Try it:
The entries are to be reproduced word for word, with all images left out.
---+---
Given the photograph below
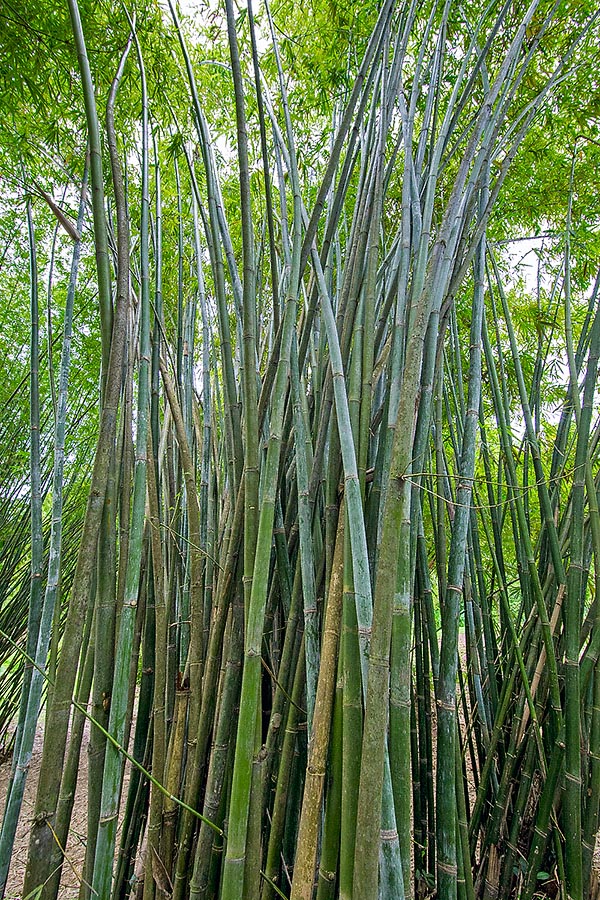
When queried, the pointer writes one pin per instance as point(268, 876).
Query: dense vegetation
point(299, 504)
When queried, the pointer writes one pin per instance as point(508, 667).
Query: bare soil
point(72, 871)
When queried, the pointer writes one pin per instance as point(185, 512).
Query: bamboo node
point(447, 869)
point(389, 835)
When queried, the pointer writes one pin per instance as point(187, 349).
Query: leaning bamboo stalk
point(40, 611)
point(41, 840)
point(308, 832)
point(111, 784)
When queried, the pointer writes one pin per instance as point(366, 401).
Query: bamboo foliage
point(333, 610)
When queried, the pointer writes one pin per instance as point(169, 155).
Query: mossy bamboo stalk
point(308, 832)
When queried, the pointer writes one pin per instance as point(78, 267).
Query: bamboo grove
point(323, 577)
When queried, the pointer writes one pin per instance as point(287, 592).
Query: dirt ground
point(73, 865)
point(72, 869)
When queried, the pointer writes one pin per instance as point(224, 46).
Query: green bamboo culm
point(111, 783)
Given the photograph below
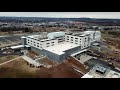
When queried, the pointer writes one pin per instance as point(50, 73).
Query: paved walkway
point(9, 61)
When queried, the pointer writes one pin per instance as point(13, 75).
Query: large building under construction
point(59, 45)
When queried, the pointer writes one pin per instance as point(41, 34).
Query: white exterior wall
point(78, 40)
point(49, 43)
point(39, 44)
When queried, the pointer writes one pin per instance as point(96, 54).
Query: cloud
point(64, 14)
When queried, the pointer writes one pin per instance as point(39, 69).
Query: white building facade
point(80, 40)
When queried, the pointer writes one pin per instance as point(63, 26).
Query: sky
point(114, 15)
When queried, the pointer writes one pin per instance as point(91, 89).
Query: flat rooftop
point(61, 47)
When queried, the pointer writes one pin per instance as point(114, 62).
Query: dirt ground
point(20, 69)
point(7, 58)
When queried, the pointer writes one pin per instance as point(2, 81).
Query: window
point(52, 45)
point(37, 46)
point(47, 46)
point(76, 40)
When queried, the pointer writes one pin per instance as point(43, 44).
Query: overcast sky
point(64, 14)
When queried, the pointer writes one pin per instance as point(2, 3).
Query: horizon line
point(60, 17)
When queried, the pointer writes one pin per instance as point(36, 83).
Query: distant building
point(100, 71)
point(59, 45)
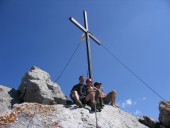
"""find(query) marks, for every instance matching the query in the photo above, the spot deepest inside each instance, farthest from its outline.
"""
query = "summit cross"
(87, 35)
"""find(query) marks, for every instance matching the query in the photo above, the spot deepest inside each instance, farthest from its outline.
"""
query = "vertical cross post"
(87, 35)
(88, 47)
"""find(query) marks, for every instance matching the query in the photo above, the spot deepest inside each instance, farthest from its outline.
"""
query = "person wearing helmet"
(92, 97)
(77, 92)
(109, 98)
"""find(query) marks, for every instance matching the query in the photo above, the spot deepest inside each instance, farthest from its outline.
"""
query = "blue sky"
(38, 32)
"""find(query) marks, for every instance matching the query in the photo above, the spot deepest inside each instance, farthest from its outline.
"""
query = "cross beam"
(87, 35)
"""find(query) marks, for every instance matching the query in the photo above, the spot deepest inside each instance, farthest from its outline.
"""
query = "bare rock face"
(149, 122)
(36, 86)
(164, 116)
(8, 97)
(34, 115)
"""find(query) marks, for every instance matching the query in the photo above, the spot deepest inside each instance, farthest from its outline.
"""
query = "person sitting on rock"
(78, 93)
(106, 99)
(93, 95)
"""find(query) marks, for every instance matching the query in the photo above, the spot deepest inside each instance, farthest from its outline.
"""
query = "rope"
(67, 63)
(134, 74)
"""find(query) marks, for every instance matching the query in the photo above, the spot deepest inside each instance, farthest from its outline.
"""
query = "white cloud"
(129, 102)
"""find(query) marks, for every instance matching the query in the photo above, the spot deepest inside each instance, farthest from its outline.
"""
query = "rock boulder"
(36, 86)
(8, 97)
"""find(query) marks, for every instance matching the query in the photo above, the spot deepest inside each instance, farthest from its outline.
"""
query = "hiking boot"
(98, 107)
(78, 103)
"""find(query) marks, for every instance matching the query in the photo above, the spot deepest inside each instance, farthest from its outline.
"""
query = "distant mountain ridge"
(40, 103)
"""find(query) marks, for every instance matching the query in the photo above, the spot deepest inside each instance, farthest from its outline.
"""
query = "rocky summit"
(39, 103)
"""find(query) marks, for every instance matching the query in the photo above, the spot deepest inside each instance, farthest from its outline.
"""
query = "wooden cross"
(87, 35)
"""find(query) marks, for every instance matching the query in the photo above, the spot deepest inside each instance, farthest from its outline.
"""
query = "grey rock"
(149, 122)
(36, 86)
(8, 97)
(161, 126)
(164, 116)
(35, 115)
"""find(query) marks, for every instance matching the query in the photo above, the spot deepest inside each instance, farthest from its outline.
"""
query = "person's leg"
---+---
Finished task:
Given the photograph below
When queried, the pointer writes one pin per instance as point(268, 876).
Query: dense vegetation
point(299, 504)
When queried, the pointer writes one pin per instance as point(508, 667).
Query: bare soil
point(72, 871)
When queried, the pointer writes one pin per instance as point(185, 512).
Query: bamboo node
point(447, 869)
point(389, 835)
When queried, the pointer writes one pin per instance as point(187, 349).
Query: leaning bamboo stalk
point(40, 611)
point(41, 840)
point(308, 832)
point(111, 784)
When queried, the pointer writes one pin per instance as point(366, 401).
Query: bamboo foliage
point(333, 610)
When queried, the pointer writes one pin per instance as point(169, 155).
Query: mossy bamboo stalk
point(308, 832)
When queried, the pointer writes one pin per instance as point(78, 267).
Query: bamboo grove
point(323, 577)
When queried, the pointer writes one pin per instance as point(287, 592).
Query: dirt ground
point(73, 865)
point(72, 869)
When queried, the pointer writes one pin per instance as point(224, 46).
Query: green bamboo culm
point(111, 783)
Given the photograph below
When queried, the pointer writes one pin per instance as point(50, 73).
Query: paved walkway
point(9, 61)
When queried, the pointer writes one pin per instance as point(13, 75).
Query: large building under construction
point(59, 45)
When queried, the pointer writes one pin per instance as point(41, 34).
Query: white exterior wall
point(78, 40)
point(49, 43)
point(39, 44)
When queried, the pointer writes one pin per instance as point(96, 54).
Query: cloud
point(64, 14)
When queried, the pointer writes one pin per instance as point(39, 69).
Query: white building facade
point(80, 40)
When queried, the pointer writes one pin per instance as point(63, 26).
Query: sky
point(114, 15)
When queried, the pointer writes one pin per instance as point(91, 89).
Query: flat rooftop
point(61, 47)
When queried, the pointer writes one pin per instance as point(114, 62).
Query: dirt ground
point(20, 69)
point(7, 58)
When queried, the pointer writes one pin per instance as point(2, 81).
Query: window
point(52, 45)
point(37, 46)
point(47, 46)
point(76, 40)
When queried, the pointer writes one pin per instance as point(43, 44).
Query: overcast sky
point(64, 14)
When queried, the pointer writes one pin per instance as point(2, 3).
Query: horizon line
point(60, 17)
When queried, the pointer writes one pin per instance as point(36, 83).
Query: distant building
point(100, 71)
point(59, 45)
"""find(query) marks, for every instance matching the query in the photo above, the spot deepest inside each instance, farthest from its outline.
"""
query = "summit cross"
(87, 35)
"""find(query) marks, for every instance matching the query in the photo above, the spot deepest inside each instance, farthest from its outline.
"""
query = "vertical cross post"
(87, 35)
(88, 47)
"""find(query) marks, for every instance matching the query in the photo above, the spot deepest inside each instance, farthest from its outline.
"""
query = "person wearing helmet"
(92, 97)
(77, 92)
(109, 98)
"""find(query) marks, for every instance matching the query in the photo above, the spot deepest inside each instance, farthest from its outline.
"""
query = "blue sky"
(38, 32)
"""find(query) marks, for every instance matching the query in the photo above, the spot deepest inside each instance, farthest from its outline.
"""
query = "cross beam"
(87, 35)
"""find(query) marks, for every instance matching the query in the photo above, the spot deepest inside each instance, farthest from its outline.
"""
query = "bare rock face"
(149, 122)
(36, 86)
(164, 116)
(8, 97)
(34, 115)
"""find(query) marks, for every instance matching the query in the photo above, the spot deepest inside each instance, farthest from its outline.
"""
query = "person sitting on rock"
(78, 93)
(106, 99)
(93, 95)
"""find(query) marks, for every instance matching the query in the photo above, the spot deepest inside each instance, farthest from its outline.
"""
query = "rope"
(67, 63)
(134, 74)
"""find(query) marks, for every instance matching the query in the photo above, the spot deepest inside each instance, farthest from its outline.
"""
query = "white cloud"
(129, 102)
"""find(query) marks, for every instance matching the query in the photo above, the spot deepest inside each instance, farthest from its outline.
"""
query = "rock boulder"
(36, 86)
(8, 97)
"""find(query) marks, for every instance matching the query in the photo above, the spot deepest inside each instance, farthest from its outline.
"""
query = "hiking boot"
(98, 107)
(78, 103)
"""find(query) marks, for every instance matching the query in the photo above, the spot deepest inside each instance, farthest from its outline.
"""
query = "distant mountain ridge"
(40, 103)
"""find(query) marks, for every instance matching the query in the photo above, the spot deepest inside each instance, farthest from its outline.
"""
query = "rocky summit"
(39, 103)
"""find(query) marks, for every instance matching the query in the photo above, the spot deepest inside each instance, farthest from its outline.
"""
query = "wooden cross"
(87, 35)
"""find(query) marks, for every instance matching the query in the photo above, the spot deepest inside each instance, farthest from its outline.
"""
query = "grey rock"
(149, 122)
(36, 86)
(8, 97)
(161, 126)
(164, 116)
(35, 115)
"""find(query) marks, for every instance matching the query in the photo above, the spot deepest inside each instance, farthest from its outline.
"""
query = "person's leg"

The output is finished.